TASK BRIEF: From the data that follows, report how many lines hold the string "tree", giving only the number.

== Segment start ==

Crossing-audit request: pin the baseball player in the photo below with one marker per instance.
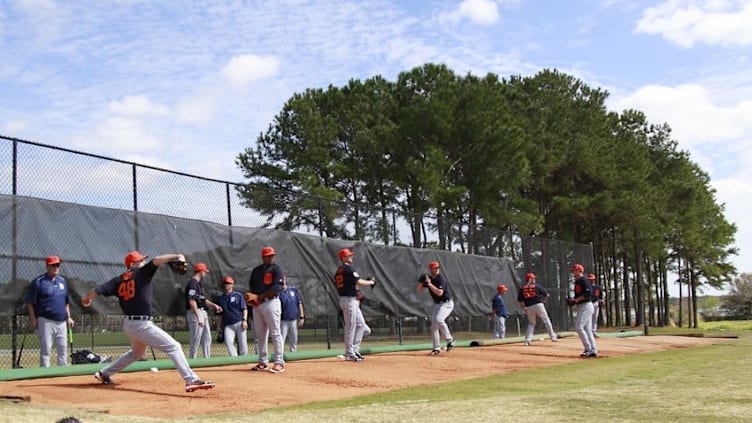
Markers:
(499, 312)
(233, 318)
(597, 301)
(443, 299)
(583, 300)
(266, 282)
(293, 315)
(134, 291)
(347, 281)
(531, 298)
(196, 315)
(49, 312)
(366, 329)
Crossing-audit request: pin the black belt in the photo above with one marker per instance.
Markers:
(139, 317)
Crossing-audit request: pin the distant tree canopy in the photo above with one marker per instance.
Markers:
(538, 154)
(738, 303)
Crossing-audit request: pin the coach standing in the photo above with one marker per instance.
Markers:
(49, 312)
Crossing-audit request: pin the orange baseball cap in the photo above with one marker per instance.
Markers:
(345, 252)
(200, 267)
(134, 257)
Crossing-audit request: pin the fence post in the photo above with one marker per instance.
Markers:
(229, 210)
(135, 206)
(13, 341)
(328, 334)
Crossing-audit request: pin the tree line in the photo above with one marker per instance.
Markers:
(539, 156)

== Segment end ==

RESULT BELOW: 2